TEXTO DADO —
----------

(Este es el texto que divulgó ayer el CENTRO ANDALUZ DE LAS LETRAS con motivo del Día del Libro.)
Los libros
nos hacen movernos por regiones inexistentes, tratarnos con tipos fantasmales o
vivir unas vidas que no hemos sido capaces de merecer, a veces por fortuna. Y
es ese poder suyo para el espejismo lo que más nos inquieta, quizá porque, ante
su brillante engaño, el engaño de nuestra propia vida queda en una situación
bastante desfavorecida, como cosa de poca monta.
La literatura sabe herir la memoria,
y sabe hacerlo de una manera implacable. Un libro puede dejarnos heridas que no
se cierren nunca. Heridas en las que se cifre el recuerdo de un mundo que no
nos pertenece y que, sin embargo, hemos confundido con nuestros mundos
particulares, con esos mundos nuestros en que no ocurren sucesos fabulosos, en
que no existen los misterios, los dragones, los seres perseguidos por su pasado
ni las pasiones que acaban entregándose a la muerte.
Los libros no contienen el mundo, claro
está, sino que son una parte del mundo, una de las muchas cosas que hay en el
mundo. De todas formas, los libros comparten con el mundo mismo su condición de
inmensa entelequia inabarcable para el entendimiento, pues el lector padece el
vértigo de la infinitud: cuanto más lee, más le queda por leer.

----------

REGISTROS LISTADOS —
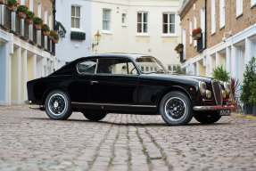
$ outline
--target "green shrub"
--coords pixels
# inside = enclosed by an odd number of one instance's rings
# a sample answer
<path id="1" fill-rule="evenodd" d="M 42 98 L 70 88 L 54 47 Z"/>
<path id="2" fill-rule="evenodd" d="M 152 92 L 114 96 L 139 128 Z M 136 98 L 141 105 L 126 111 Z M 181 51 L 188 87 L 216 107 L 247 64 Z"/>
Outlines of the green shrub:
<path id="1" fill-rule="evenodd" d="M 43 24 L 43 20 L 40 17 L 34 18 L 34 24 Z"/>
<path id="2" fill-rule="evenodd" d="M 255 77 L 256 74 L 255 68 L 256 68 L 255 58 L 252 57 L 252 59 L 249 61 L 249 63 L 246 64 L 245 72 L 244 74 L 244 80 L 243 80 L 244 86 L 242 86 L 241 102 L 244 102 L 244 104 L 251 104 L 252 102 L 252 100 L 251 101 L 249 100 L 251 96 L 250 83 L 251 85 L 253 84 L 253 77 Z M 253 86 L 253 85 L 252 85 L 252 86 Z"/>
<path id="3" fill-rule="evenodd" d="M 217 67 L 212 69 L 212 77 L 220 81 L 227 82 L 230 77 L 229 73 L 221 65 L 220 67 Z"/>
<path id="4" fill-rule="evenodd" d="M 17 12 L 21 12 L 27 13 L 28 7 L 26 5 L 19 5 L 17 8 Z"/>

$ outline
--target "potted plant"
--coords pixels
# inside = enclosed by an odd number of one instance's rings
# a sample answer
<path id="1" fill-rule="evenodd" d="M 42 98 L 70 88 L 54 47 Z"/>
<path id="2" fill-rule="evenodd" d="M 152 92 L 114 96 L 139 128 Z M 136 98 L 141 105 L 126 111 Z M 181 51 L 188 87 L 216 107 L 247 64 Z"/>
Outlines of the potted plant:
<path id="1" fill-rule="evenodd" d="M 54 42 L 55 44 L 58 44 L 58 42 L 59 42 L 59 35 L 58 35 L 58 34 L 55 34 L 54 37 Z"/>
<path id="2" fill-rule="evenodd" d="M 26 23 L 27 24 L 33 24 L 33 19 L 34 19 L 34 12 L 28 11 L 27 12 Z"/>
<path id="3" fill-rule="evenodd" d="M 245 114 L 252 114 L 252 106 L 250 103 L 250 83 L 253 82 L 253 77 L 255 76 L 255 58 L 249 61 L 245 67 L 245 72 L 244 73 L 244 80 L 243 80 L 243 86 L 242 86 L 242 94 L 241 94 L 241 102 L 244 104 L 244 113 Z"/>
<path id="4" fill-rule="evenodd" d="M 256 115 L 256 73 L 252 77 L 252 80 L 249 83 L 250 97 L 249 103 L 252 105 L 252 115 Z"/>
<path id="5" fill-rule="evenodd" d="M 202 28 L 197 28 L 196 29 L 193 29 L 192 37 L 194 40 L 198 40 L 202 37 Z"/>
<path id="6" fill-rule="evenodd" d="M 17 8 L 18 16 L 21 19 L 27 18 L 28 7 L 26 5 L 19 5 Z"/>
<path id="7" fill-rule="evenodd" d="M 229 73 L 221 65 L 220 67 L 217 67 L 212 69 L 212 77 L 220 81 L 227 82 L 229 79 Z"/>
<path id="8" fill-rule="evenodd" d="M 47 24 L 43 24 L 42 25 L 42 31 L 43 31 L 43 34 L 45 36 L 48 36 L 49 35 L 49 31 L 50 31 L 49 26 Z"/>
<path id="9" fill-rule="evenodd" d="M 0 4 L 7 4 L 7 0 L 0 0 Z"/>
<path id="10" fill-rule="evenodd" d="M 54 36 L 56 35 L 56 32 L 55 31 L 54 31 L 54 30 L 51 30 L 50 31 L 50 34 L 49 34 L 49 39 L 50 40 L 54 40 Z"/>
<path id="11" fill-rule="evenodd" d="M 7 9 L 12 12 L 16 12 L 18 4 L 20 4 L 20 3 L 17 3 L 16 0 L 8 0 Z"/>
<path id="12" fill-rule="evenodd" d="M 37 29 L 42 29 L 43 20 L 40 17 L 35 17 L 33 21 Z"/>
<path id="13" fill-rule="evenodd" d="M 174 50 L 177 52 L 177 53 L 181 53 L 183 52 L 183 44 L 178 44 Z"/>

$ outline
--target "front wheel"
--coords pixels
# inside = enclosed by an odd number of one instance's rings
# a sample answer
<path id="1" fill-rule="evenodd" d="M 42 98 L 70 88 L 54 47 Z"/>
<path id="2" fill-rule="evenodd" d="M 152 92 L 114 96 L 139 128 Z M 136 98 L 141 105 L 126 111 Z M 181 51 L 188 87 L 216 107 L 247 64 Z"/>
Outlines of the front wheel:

----------

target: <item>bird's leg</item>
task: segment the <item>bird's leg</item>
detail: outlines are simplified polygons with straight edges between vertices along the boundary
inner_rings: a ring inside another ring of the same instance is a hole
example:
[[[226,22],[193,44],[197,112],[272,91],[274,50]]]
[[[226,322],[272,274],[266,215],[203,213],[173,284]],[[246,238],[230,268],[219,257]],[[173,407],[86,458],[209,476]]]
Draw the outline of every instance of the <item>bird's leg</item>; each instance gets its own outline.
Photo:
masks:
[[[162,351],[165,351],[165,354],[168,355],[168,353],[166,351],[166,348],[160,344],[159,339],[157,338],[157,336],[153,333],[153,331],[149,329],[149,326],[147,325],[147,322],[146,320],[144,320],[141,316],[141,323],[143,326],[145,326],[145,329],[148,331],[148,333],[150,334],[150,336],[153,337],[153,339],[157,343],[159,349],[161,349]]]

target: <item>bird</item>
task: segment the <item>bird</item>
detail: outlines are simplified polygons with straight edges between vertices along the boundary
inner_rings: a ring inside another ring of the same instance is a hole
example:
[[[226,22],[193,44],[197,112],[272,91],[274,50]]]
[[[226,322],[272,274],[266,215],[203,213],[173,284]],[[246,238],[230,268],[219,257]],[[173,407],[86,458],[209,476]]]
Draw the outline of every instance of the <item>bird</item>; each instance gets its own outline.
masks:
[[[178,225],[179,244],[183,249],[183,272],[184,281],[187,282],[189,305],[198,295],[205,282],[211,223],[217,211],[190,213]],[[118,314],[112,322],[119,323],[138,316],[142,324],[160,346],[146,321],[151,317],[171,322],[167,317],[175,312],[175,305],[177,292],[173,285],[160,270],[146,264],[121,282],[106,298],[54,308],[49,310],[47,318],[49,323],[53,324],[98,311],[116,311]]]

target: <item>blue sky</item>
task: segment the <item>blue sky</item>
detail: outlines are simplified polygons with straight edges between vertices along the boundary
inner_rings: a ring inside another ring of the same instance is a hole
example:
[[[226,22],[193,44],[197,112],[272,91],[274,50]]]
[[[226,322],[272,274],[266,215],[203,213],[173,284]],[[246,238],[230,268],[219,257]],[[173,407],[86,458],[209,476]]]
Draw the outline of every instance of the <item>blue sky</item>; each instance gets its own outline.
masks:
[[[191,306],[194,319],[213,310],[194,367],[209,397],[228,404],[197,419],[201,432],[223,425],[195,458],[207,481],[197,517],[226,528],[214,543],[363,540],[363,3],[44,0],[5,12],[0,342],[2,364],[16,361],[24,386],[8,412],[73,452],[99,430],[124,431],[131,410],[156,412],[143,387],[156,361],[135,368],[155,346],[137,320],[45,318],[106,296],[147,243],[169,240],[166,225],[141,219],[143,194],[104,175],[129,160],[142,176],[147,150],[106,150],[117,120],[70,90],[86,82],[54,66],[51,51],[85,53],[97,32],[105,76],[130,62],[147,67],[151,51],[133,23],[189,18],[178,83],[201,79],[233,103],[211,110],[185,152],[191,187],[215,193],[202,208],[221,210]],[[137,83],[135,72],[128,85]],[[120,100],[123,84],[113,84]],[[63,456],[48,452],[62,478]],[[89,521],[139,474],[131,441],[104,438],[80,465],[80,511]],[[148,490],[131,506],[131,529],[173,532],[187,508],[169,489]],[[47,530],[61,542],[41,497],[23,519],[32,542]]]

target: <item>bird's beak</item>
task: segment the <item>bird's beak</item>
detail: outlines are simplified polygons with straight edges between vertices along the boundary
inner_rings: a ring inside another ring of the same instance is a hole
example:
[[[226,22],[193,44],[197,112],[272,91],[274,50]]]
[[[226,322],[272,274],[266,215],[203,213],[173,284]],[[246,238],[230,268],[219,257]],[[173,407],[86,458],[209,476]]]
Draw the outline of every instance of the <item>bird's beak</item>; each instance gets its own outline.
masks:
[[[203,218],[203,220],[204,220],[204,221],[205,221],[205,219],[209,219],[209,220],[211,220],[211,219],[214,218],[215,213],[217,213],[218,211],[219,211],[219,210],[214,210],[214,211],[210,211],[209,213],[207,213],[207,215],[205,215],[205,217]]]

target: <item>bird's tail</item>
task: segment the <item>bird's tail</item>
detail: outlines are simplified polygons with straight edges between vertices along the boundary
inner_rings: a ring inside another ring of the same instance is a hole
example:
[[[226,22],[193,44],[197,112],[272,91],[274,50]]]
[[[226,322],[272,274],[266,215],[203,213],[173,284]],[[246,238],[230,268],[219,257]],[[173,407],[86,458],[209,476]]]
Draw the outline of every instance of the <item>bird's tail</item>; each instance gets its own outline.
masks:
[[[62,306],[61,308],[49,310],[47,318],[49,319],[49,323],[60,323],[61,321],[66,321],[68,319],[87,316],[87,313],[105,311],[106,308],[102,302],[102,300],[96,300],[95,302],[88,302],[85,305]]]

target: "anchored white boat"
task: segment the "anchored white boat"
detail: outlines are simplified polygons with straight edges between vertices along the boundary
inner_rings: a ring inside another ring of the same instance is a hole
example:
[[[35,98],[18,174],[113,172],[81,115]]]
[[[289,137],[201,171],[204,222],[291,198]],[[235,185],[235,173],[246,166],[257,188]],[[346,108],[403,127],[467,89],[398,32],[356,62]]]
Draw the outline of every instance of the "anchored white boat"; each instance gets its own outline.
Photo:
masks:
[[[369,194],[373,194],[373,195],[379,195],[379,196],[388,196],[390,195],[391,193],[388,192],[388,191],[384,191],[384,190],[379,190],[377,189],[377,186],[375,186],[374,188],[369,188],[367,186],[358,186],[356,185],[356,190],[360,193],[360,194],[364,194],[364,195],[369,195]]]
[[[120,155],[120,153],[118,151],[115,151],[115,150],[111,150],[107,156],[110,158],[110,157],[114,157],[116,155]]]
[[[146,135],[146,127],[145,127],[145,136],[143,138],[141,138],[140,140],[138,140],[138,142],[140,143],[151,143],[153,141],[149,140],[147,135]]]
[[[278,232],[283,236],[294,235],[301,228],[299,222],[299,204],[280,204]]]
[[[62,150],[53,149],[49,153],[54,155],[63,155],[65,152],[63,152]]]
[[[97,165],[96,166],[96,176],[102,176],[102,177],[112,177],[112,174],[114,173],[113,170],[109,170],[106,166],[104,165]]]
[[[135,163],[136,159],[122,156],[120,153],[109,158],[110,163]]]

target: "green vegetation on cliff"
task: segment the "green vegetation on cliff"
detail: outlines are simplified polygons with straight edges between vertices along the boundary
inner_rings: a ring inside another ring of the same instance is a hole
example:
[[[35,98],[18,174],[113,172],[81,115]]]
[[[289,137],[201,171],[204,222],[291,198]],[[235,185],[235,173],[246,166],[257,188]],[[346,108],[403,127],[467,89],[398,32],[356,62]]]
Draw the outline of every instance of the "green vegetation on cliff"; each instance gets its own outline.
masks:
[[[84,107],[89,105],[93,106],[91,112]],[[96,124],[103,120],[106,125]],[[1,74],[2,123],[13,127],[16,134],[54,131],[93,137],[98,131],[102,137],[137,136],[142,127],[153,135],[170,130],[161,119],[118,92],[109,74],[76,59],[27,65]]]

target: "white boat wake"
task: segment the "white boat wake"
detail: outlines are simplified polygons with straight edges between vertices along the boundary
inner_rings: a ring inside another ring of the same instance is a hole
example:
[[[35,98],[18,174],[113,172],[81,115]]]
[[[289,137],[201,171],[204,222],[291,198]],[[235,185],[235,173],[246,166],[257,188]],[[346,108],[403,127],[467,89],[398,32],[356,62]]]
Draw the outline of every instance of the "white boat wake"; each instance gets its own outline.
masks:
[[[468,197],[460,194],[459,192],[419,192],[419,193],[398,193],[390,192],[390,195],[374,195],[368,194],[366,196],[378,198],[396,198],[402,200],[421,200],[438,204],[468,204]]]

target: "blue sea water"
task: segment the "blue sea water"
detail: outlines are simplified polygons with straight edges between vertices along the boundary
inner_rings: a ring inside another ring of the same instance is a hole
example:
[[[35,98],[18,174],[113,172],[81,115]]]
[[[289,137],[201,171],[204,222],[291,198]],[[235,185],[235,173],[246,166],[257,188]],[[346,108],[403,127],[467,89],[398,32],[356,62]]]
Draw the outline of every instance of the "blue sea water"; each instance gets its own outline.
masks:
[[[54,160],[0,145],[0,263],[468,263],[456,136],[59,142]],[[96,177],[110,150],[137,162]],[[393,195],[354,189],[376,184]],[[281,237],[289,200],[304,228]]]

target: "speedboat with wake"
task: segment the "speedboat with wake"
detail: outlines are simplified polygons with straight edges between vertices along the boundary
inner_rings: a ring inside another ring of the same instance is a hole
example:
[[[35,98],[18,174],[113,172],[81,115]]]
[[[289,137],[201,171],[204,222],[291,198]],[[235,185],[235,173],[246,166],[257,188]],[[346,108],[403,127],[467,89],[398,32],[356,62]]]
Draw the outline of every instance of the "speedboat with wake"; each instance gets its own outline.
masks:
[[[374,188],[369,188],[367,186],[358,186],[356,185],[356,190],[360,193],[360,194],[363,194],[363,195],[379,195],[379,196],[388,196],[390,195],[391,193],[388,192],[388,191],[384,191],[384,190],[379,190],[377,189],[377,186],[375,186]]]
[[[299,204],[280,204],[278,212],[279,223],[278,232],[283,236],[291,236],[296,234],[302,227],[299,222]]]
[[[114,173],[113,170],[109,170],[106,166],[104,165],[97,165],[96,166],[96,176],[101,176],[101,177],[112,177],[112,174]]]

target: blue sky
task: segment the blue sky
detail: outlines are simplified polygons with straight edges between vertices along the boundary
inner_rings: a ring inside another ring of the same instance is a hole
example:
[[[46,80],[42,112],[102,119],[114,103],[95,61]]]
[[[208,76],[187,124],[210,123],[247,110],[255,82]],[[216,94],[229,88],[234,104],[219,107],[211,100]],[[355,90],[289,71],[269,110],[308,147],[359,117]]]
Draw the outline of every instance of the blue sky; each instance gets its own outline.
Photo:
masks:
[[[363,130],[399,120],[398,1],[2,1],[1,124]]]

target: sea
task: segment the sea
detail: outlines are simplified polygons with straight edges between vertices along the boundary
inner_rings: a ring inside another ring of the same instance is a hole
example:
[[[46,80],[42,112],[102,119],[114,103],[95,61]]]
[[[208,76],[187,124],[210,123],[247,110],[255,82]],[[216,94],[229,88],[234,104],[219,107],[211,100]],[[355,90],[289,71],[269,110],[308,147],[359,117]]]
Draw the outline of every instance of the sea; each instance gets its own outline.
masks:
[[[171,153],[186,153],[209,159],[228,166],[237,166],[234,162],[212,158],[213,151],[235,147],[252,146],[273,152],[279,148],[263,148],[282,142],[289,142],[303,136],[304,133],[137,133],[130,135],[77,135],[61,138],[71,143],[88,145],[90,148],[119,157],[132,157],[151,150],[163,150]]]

----------

OBJETIVO 1 — Enumera todo lo que, según el texto sobre los libros, no existe en esos mundos nuestros.
OBJETIVO 2 — De acuerdo con el texto sobre los libros, ¿qué vértigo padece el lector?
OBJETIVO 3 — Transcribe del texto sobre los libros el tramo que va desde "Los libros no" hasta "queda por leer.".
Los registros no tienen relación con el texto.

RESPUESTA 1 — Los misterios, los dragones, los seres perseguidos por su pasado y las pasiones que acaban entregándose a la muerte.

RESPUESTA 2 — El vértigo de la infinitud.

RESPUESTA 3 —
Los libros no contienen el mundo, claro
está, sino que son una parte del mundo, una de las muchas cosas que hay en el
mundo. De todas formas, los libros comparten con el mundo mismo su condición de
inmensa entelequia inabarcable para el entendimiento, pues el lector padece el
vértigo de la infinitud: cuanto más lee, más le queda por leer.